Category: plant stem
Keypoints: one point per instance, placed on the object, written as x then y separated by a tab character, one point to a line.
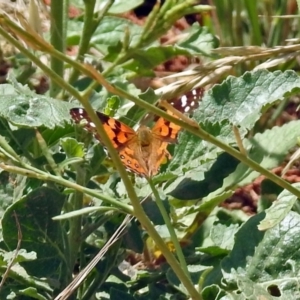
58	34
75	223
172	232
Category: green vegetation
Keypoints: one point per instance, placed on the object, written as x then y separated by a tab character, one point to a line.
68	208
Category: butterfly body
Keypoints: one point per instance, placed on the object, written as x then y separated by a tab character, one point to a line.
141	151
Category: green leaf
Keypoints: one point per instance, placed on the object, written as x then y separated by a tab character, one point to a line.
268	259
111	31
72	148
27	109
198	40
122	6
40	233
279	209
32	293
145	60
240	100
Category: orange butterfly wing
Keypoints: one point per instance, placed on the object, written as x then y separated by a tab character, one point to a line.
141	152
119	133
122	137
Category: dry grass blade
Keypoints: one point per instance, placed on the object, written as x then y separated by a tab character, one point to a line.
67	292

YOUR INSTRUCTIONS =>
What you give back must be the data above, reproduced exactly and free of pictures.

SOLUTION TO THE EXERCISE =>
Category: plant stem
Keypoints: one point per instance, placed on the object, written as x then y separated by a tab character, one point to a line.
58	34
75	223
172	232
Category: green vegetation
Keypoints: one point per instance, placed on the object, written as x then y separated by a tab character, one point to a line.
68	208
Category: butterfly body
Keypoints: one point per instance, placed on the object, written as x then y separated by a tab character, one point to a line.
141	151
Category: green leaf
Keypoints: one point per instance, placed on the object, written as x then y separated by a tab character, one point to a line.
268	259
111	31
72	148
27	109
198	40
122	6
40	233
279	209
32	293
145	60
240	100
Category: orange butterfly wing
Keypoints: one point per instance, placed on the object, written as x then y separated by a tab character, one point to a line.
141	152
119	133
122	137
Category: dry grass blade
Keypoints: one point per instance, placed on the object, written as x then y separated by a tab character, one point to a line.
67	292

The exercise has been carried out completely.